Each record below needs to be retyped exactly.

[Stored data entries]
—————
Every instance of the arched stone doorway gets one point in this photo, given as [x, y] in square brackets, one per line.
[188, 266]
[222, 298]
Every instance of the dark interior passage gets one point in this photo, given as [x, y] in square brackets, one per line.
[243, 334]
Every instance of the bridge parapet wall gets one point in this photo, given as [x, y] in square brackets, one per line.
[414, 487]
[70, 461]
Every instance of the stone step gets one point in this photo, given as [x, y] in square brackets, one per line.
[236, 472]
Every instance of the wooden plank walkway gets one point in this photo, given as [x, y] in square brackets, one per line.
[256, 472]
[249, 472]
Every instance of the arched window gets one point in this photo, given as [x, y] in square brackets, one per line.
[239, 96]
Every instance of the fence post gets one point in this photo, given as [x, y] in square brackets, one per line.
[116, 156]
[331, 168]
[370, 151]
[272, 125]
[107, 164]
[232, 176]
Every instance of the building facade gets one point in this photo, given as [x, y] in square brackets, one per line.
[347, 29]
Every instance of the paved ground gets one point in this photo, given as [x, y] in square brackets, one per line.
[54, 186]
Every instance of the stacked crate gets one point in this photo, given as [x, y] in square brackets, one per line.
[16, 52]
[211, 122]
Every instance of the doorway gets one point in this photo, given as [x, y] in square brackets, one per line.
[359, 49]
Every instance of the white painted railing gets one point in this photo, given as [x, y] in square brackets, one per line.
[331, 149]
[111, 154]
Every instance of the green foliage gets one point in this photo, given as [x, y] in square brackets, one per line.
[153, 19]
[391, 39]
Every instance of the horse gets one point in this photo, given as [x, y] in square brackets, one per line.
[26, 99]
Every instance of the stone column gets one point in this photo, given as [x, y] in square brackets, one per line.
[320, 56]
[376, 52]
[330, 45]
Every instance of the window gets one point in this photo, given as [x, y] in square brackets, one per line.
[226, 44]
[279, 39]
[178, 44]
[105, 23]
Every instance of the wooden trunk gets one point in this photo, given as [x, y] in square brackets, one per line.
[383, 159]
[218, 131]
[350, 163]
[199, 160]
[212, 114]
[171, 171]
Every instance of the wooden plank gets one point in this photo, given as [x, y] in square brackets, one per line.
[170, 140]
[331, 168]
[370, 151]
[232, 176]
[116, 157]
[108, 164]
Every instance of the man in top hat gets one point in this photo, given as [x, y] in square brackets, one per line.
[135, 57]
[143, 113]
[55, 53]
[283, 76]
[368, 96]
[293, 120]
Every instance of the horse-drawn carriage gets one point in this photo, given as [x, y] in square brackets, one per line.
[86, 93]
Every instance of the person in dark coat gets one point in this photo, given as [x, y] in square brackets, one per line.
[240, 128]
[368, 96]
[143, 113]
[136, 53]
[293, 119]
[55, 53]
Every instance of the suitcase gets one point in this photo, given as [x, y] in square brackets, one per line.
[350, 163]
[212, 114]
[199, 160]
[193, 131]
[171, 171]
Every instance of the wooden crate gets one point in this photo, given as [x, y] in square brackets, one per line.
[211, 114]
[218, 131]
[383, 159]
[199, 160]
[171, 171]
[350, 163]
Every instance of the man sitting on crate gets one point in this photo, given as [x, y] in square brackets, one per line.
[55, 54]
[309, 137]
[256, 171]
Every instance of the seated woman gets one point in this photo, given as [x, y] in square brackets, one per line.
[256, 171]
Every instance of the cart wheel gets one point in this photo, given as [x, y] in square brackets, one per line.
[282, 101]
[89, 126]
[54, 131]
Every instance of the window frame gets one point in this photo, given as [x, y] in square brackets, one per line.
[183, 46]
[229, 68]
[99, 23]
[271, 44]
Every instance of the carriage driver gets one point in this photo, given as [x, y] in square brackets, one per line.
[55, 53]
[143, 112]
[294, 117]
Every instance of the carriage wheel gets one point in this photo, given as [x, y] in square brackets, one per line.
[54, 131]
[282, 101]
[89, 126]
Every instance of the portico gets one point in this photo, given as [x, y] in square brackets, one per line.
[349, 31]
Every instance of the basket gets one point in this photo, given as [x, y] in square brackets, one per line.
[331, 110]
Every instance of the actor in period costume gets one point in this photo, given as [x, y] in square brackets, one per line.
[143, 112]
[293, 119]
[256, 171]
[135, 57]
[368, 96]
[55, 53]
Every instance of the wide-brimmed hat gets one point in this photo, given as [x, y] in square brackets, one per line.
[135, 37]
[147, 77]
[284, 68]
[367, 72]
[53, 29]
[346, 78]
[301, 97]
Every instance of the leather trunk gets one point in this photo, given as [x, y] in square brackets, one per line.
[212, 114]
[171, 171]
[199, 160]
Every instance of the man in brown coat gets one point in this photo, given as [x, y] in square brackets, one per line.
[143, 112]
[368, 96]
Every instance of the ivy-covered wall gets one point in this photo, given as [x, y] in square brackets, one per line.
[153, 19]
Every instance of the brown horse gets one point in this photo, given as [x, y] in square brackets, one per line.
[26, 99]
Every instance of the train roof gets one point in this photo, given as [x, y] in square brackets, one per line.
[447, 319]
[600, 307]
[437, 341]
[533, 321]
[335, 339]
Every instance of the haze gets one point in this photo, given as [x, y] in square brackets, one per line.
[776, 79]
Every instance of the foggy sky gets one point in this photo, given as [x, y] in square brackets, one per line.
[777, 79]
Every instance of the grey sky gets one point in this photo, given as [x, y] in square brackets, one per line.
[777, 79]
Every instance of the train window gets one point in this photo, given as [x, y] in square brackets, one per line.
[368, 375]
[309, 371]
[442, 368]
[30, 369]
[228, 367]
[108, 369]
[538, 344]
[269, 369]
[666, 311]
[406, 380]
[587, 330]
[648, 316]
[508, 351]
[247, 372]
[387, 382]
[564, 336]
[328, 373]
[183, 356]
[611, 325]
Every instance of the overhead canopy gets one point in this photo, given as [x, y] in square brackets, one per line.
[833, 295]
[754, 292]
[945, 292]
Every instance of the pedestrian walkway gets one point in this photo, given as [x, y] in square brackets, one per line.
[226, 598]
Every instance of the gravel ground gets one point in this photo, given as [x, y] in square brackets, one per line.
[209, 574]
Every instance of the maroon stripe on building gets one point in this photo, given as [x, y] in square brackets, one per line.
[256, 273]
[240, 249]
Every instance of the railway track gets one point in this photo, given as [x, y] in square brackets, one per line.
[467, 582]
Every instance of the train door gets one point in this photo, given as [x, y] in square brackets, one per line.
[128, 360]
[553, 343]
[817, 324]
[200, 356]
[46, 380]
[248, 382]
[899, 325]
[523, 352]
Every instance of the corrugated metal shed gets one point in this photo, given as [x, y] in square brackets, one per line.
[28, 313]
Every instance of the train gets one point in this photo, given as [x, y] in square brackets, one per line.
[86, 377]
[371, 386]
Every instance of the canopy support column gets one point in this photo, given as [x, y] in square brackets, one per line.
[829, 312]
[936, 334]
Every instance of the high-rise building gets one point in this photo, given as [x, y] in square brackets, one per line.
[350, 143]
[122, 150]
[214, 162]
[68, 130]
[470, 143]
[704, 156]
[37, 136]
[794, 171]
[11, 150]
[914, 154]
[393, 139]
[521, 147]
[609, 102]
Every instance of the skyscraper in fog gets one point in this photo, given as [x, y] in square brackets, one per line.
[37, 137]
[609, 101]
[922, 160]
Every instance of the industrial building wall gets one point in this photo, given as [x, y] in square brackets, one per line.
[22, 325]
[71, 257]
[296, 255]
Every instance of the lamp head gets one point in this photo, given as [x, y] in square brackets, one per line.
—————
» **Task response**
Every instance of the arched stone doorway gets one point in this photo, given as [x, y] in square brackets, one per line.
[188, 266]
[222, 298]
Every instance of the dark interior passage gets one point in this photo, given as [x, y] in square brackets, one per line.
[243, 334]
Every instance of the bridge parapet wall gets one point in this photo, given as [x, y] in square brackets, one per line.
[414, 487]
[70, 461]
Every instance of the stone step gets one point in this photo, given as [x, y] in square brackets, one per line.
[236, 472]
Every instance of the wooden plank walkway gets one point in this photo, given as [x, y] in square brackets, one per line.
[256, 472]
[249, 472]
Every instance of the arched window gets one point in this photo, given as [x, y] in square brackets, one per line.
[239, 96]
Every instance of the fence post gets one point in this photo, given as [x, y] in square brackets, one per line.
[116, 156]
[331, 168]
[370, 151]
[272, 125]
[107, 164]
[232, 176]
Every instance of the building facade gets one point in this photo, given as [x, y] in square brackets, one per line.
[347, 29]
Every instance of the paved ground gets one point in this photo, given as [x, y] in square brackets, one per line.
[54, 186]
Every instance of the stacked crate gets one point in this photo, given as [x, y] in square brackets, one per line.
[16, 52]
[211, 122]
Every instance of the doorway gets one point in this photo, given as [x, y] in square brackets, one per line.
[359, 49]
Every instance of the white painted railing gets one point in this photo, given as [x, y] in square brackets, one per line.
[331, 149]
[111, 154]
Every instance of the green foliage gets one point in this photo, given as [x, y] in square brackets, one per line.
[153, 19]
[391, 39]
Every instance of the horse gets one point in this photo, given as [x, y] in square brackets, one per line.
[26, 99]
Every instance of the stone column gets one point in this photo, given as [x, y] in square brackets, one per line.
[320, 56]
[376, 52]
[330, 45]
Every instance of the window gets one point in this photo, given as [x, y] in square brackets, one per line.
[226, 44]
[279, 39]
[178, 44]
[105, 23]
Every instance of the wooden trunk gets one point in this photo, given as [x, y] in square brackets, one per line.
[383, 159]
[218, 131]
[350, 163]
[199, 160]
[212, 114]
[171, 171]
Every instance of the wooden plank gets one point in this photo, given as [x, y] in square brackets, one per line.
[170, 140]
[331, 168]
[370, 151]
[232, 176]
[116, 157]
[108, 164]
Every instance of the man in top hat gets one point in this photo, given as [x, y] in square brackets, one per line.
[135, 57]
[143, 113]
[55, 53]
[283, 76]
[368, 96]
[293, 120]
Every instance of the horse-drawn carriage gets one point in this photo, given as [x, y] in square brackets, one per line.
[86, 93]
Every instance of the person in dark coat gets one point in this photo, given as [x, y] in square brackets, one per line.
[240, 128]
[368, 96]
[143, 113]
[136, 53]
[293, 119]
[55, 53]
Every instance of the suitcase gets one point in this photo, given as [x, y] in square brackets, one per line.
[350, 163]
[212, 114]
[199, 160]
[193, 131]
[171, 171]
Every instance of the wooden crate gets one point in this photo, given as [x, y] in square brackets, one per line.
[211, 114]
[218, 131]
[383, 159]
[199, 160]
[171, 171]
[350, 163]
Every instance of the man sitting on crate gets one point in this photo, given as [x, y] in square brackets, one per line.
[55, 54]
[309, 137]
[256, 171]
Every instance of the seated woman gets one point in this photo, given as [x, y] in square brackets, one per line.
[256, 171]
Every instance of the cart wheel gets one point in this photo, given as [x, y] in square brackets, one per line.
[282, 101]
[89, 126]
[54, 131]
Every instance of the window frame gets one point in this photo, given as [x, y] in square brackets, one per line.
[183, 46]
[229, 68]
[99, 23]
[271, 44]
Every instance of the carriage driver gets one point in this photo, given as [x, y] in square brackets, one per line.
[55, 53]
[143, 112]
[294, 117]
Every instance of the carriage wheel gets one point in this photo, given as [x, y] in square brackets, one per line.
[54, 131]
[282, 101]
[89, 126]
Every instance of the portico gets one point in this photo, given as [x, y] in square brackets, one per line.
[349, 31]
Every instance of the basket gets one point in this photo, given as [x, y] in square brackets, one per line.
[331, 110]
Every instance of the actor in period costume gets one point in this photo, given as [x, y] in square brackets, one per line.
[143, 112]
[293, 119]
[256, 171]
[135, 57]
[368, 96]
[55, 53]
Every instance of the wide-brimmed hat gets one point in this photo, given as [x, y] in square brackets, one per line.
[135, 37]
[147, 77]
[284, 68]
[367, 72]
[53, 29]
[346, 78]
[301, 97]
Every instance of the leather trunk gets one point in this photo, given as [x, y] in square brackets, one per line.
[212, 114]
[171, 171]
[199, 160]
Every instance of the man in brown coat gets one point in this photo, given as [x, y] in square brackets, one per line.
[143, 112]
[368, 96]
Every instance of the ivy-covered wall gets one point in this photo, given as [x, y] in square brackets, one per line.
[153, 19]
Every instance of the brown horse gets one point in this photo, given as [x, y] in square brackets, one per line.
[26, 99]
Every instance of the train roof gets one point in this photo, given as [x, y] in square brackets, one per line.
[447, 319]
[600, 307]
[437, 341]
[533, 321]
[335, 339]
Every instance of the haze gets one point in this photo, given as [x, y] in square brackets, one per line.
[776, 79]
Every instance of the foggy sky gets one point in this photo, given as [x, y] in square brackets, one per line.
[777, 79]
Every instance of the grey sky gets one point in this photo, given as [x, y] in square brackets, one per line.
[777, 79]
Every instance of the train window gets one point in this photo, given as [x, y] in square brackets, one per line.
[368, 375]
[309, 371]
[442, 368]
[30, 369]
[228, 367]
[108, 369]
[538, 344]
[269, 369]
[666, 311]
[406, 380]
[587, 330]
[648, 316]
[508, 351]
[247, 372]
[387, 382]
[564, 336]
[328, 373]
[183, 356]
[611, 325]
Every instance of the overhead canopy gets one point in this photo, given as [x, y] in square brackets, one per line.
[833, 295]
[754, 292]
[945, 292]
Every instance of the pedestrian walkway gets one point in this photo, given as [x, y] in square brackets, one per line.
[226, 598]
Every instance of the gravel ground gets one point in this photo, given as [x, y] in square brackets, one per line.
[209, 574]
Every instance of the maroon stripe on building gets one point in this photo, given as [x, y] in square brackets, one per line.
[256, 273]
[240, 249]
Every instance of the railway track gets one point in this photo, given as [x, y] in square brackets, one per line.
[467, 582]
Every instance of the train door gets one point in this photo, given as [x, y] in square brackets, one per line.
[128, 360]
[553, 343]
[817, 324]
[200, 356]
[46, 380]
[248, 382]
[899, 325]
[523, 352]
Every instance of the corrugated metal shed gets one point in this photo, given as [x, y] in square brackets, one per line.
[28, 313]
Every instance of the train gets one point in this photo, given as [x, y] in square brackets, one per line.
[86, 377]
[371, 386]
Every instance of the canopy support column gets one point in this photo, given as [x, y] in square brackets, one per line.
[829, 312]
[936, 334]
Every instance of the high-rise building gets one point in this photo, given as [x, y] in square brackets, one per line.
[350, 143]
[122, 150]
[214, 162]
[68, 130]
[470, 143]
[704, 156]
[37, 136]
[794, 171]
[11, 150]
[914, 154]
[393, 139]
[521, 147]
[609, 102]
Every instance of the skyscraper in fog gets one point in this photo, given as [x, y] in square brackets, one per line.
[37, 137]
[609, 101]
[922, 160]
Every instance of the industrial building wall gets one point in this photo, given as [x, y] in square brackets, one per line.
[22, 325]
[71, 257]
[296, 255]
Every instance of the lamp head gets one point in this photo, given as [x, y] in square brackets, one per line.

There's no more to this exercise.